### PROBLEM TO SOLVE
Each entry below must be repeated word for word.

### DATASET ENTRIES
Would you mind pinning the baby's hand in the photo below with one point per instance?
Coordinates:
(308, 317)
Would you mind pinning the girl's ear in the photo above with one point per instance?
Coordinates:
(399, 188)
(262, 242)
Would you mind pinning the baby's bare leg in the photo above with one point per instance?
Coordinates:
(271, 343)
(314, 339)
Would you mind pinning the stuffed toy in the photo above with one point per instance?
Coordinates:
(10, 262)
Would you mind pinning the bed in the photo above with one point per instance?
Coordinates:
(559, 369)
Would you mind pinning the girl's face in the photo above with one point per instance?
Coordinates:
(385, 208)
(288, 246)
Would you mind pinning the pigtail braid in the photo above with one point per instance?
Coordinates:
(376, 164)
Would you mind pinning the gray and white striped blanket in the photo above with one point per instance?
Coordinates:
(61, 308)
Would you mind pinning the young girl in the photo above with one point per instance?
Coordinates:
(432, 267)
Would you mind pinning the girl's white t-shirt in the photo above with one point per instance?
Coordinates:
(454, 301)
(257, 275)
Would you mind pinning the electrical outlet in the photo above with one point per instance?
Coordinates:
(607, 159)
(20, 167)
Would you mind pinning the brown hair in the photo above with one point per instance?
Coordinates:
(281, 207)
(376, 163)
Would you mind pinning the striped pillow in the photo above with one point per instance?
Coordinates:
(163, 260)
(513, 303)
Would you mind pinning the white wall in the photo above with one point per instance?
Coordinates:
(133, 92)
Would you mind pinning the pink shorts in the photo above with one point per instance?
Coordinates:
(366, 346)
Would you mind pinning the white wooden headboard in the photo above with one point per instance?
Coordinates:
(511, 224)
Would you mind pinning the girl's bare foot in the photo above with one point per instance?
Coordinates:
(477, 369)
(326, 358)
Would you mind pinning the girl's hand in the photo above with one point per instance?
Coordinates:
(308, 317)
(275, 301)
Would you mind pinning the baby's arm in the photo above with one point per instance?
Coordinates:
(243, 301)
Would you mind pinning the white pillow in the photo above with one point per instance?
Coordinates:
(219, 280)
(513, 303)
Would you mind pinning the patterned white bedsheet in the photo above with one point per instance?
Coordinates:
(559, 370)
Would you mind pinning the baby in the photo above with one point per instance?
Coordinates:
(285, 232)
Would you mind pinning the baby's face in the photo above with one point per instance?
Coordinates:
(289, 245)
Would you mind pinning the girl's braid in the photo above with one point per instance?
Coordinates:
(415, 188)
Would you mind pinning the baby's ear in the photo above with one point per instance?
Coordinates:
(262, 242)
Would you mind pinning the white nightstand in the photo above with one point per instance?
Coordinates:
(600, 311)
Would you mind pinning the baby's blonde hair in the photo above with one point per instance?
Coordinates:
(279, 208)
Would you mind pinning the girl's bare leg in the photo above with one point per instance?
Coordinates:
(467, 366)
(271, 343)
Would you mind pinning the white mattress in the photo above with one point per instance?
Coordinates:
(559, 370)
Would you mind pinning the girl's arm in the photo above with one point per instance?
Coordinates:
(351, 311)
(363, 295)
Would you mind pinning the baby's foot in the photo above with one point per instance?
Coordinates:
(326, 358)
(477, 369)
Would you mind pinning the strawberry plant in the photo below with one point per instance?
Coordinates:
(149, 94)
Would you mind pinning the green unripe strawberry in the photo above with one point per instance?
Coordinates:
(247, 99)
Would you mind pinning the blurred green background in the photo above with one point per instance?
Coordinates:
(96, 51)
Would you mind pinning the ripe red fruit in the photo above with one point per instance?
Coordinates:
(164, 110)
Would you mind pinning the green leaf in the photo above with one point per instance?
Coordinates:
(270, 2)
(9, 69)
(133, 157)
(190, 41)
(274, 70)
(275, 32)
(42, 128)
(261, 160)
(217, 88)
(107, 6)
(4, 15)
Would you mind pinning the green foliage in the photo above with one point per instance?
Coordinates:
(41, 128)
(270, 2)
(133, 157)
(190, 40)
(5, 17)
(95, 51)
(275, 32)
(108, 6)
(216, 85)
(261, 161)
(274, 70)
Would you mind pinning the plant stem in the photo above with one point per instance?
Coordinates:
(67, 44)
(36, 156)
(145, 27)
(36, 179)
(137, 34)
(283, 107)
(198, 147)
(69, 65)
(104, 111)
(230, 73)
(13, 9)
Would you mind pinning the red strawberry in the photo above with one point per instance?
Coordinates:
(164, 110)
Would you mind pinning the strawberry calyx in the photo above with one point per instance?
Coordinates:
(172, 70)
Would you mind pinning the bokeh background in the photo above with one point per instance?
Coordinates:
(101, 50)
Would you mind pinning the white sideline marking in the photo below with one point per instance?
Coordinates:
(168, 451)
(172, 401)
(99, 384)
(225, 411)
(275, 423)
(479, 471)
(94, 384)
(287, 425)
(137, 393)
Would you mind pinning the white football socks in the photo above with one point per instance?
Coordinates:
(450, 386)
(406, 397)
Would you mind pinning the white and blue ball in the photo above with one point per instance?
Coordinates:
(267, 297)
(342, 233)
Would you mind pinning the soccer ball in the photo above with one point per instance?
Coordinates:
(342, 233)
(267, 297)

### PROBLEM SOLUTION
Would you mind pinning the baby's hand in the photo below with one point per instance?
Coordinates:
(308, 317)
Would you mind pinning the girl's ear in the photo above with one point per instance?
Coordinates:
(399, 188)
(262, 242)
Would you mind pinning the baby's bare leg in the photo above with one point per instance?
Coordinates:
(271, 343)
(314, 339)
Would you mind pinning the stuffed toy in the photo above with one point per instance?
Coordinates:
(10, 262)
Would you mind pinning the bed in the photo above with one point per instance?
Coordinates:
(559, 369)
Would you mind pinning the girl's face in the photo above with one point per instance?
Coordinates:
(385, 208)
(288, 246)
Would you mind pinning the pigtail braid in the photo above with one point per instance?
Coordinates:
(376, 164)
Would you mind pinning the gray and white striped blanket in the photo above with one point per instance?
Coordinates:
(61, 308)
Would you mind pinning the young girl in the photo above with one point per instance?
Coordinates:
(432, 267)
Would you mind pinning the girl's white t-shirt in the photo above with one point per instance?
Coordinates:
(454, 301)
(257, 275)
Would you mind pinning the electrical outlet in the photo above with one point per instance?
Coordinates:
(607, 159)
(20, 167)
Would you mind pinning the brown hair in the photo above with one point per instance?
Coordinates:
(281, 207)
(376, 163)
Would you mind pinning the striped pillow in the photo above with one point per instance?
Coordinates:
(163, 260)
(513, 303)
Would you mind pinning the white wall in the photo above with one point per instance?
Coordinates:
(133, 92)
Would you mind pinning the pink shorts in the photo above with one point per instance?
Coordinates:
(366, 346)
Would you mind pinning the white wooden headboard in the photo above with one point per instance?
Coordinates:
(511, 224)
Would you mind pinning the girl's bare foot in the photo above with one point per instance?
Coordinates:
(477, 369)
(326, 358)
Would you mind pinning the girl's hand in the photo above with one point per instance?
Coordinates:
(308, 317)
(275, 301)
Would you mind pinning the baby's arm in the photo above with one point per instance?
Coordinates:
(243, 301)
Would you mind pinning the white pillow in the photo above with one point per instance?
Coordinates:
(219, 280)
(513, 303)
Would you mind pinning the patterned white bedsheet in the photo above with one point per instance?
Coordinates:
(559, 370)
Would you mind pinning the baby in the photo above with one point per instance?
Coordinates:
(285, 232)
Would you mind pinning the baby's face in the photo above with one point per instance?
Coordinates:
(289, 245)
Would you mind pinning the girl's braid in the photo above with one point per instance?
Coordinates:
(415, 188)
Would you mind pinning the baby's ear in the photo above with one point per instance?
Coordinates:
(262, 242)
Would you mind pinning the white nightstand in the photo above with one point per instance?
Coordinates:
(600, 311)
Would you mind pinning the baby's blonde hair in the photo above with one point per instance?
Coordinates:
(279, 208)
Would you mind pinning the girl's bare leg in the photo above with one point per instance?
Coordinates:
(467, 366)
(271, 343)
Would you mind pinning the white mattress in the photo above with one point per instance?
Coordinates:
(559, 370)
Would you mind pinning the girl's arm in the photo above with one point per instance?
Coordinates:
(351, 311)
(363, 295)
Would you mind pinning the baby's foot in the photo above with one point per instance?
Coordinates:
(326, 358)
(477, 369)
Would you mind pinning the strawberry plant in the photo below with one point per instance?
Coordinates:
(149, 94)
Would you mind pinning the green unripe strawberry in the photo above with one point per instance?
Coordinates:
(247, 99)
Would you mind pinning the blurred green background in the photo above with one point per instance?
Coordinates:
(96, 51)
Would you mind pinning the ripe red fruit in the photo above with one point per instance?
Coordinates:
(164, 110)
Would you mind pinning the green leaf in the photo above with one point per instance?
Coordinates:
(270, 2)
(9, 69)
(133, 157)
(190, 41)
(274, 70)
(275, 32)
(42, 128)
(261, 160)
(217, 88)
(107, 6)
(4, 15)
Would you mind pinning the green foliage in the photo above with one point per instance?
Coordinates:
(41, 128)
(270, 2)
(133, 157)
(190, 40)
(5, 17)
(95, 51)
(275, 32)
(108, 6)
(216, 85)
(261, 161)
(274, 70)
Would you mind pinning the plant stem in the photo above with one point per instance?
Coordinates:
(67, 44)
(36, 156)
(145, 27)
(36, 179)
(137, 34)
(283, 107)
(198, 147)
(69, 65)
(104, 111)
(230, 73)
(13, 9)
Would you mind pinning the red strawberry in the photo above with one point per instance?
Coordinates:
(164, 110)
Would you mind pinning the strawberry calyx in the photo above with one point per instance?
Coordinates:
(172, 70)
Would you mind pinning the bokeh background in the photo above with one point per instance?
Coordinates:
(101, 50)
Would you mind pinning the white sideline marking in the photo below with one point per instance?
Coordinates:
(168, 451)
(172, 401)
(99, 384)
(225, 411)
(275, 423)
(479, 471)
(94, 384)
(287, 425)
(137, 393)
Would you mind pinning the white football socks in the photo above with one point per instance?
Coordinates:
(450, 386)
(406, 397)
Would you mind pinning the white and blue ball in the photo above with one point per instance?
Coordinates:
(267, 297)
(342, 233)
Would you mind pinning the soccer ball in the photo above with one point per instance?
Coordinates:
(342, 233)
(267, 297)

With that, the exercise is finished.